Point annotation entries
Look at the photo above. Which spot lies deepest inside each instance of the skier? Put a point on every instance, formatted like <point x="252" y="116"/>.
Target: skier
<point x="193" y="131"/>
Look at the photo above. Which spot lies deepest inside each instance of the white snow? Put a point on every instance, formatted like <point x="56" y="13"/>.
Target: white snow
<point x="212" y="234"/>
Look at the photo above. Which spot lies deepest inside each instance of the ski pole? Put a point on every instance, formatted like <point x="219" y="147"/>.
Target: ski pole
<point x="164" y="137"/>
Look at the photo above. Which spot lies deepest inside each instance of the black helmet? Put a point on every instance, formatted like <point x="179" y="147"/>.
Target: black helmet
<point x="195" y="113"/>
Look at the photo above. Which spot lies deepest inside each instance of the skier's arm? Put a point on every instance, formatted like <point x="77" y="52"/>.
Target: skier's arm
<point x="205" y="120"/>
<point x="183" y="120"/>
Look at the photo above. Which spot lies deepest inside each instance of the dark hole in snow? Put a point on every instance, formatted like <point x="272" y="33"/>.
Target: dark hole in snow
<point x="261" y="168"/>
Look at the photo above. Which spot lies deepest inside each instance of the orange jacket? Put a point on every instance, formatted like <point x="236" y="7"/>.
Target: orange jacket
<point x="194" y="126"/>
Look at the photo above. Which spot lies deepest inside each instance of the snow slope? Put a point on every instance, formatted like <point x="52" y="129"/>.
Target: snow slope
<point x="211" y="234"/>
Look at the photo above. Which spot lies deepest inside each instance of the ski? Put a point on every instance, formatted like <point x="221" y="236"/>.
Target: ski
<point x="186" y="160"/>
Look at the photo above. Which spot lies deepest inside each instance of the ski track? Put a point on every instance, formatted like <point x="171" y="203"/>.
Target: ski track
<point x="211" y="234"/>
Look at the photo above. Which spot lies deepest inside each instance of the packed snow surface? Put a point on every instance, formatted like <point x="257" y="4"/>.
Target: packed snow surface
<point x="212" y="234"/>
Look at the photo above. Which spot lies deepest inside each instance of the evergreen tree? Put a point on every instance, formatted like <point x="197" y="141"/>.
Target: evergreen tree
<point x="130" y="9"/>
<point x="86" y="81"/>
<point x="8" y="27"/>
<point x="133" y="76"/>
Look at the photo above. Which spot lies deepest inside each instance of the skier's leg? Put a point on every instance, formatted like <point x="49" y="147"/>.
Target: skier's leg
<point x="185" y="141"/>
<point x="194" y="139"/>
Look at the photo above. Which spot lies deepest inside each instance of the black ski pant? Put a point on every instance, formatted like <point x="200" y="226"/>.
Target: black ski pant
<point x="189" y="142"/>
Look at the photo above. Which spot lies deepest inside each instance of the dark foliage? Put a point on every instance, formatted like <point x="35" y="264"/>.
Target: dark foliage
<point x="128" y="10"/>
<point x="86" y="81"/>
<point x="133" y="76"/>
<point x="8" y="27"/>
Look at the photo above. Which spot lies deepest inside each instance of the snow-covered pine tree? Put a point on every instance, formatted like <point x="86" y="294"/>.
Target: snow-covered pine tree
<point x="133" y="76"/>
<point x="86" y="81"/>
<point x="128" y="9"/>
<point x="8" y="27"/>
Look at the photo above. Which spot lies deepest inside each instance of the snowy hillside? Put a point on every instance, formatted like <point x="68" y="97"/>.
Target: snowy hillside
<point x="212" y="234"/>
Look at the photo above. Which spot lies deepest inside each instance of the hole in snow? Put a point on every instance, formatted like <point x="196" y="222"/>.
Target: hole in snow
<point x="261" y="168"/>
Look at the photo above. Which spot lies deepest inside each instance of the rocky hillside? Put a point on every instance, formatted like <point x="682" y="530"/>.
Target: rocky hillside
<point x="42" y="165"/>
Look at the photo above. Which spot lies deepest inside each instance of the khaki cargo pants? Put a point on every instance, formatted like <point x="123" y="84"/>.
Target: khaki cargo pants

## DESCRIPTION OF THE TASK
Copy word for word the lines from the one containing "of the khaki" through the end of the entries, including both the first and last lines.

## EXERCISE SOLUTION
Look at the photo above. Which spot lies deepest inside each instance of the khaki cargo pants? Put a point on every instance, formatted like <point x="123" y="84"/>.
Target: khaki cargo pants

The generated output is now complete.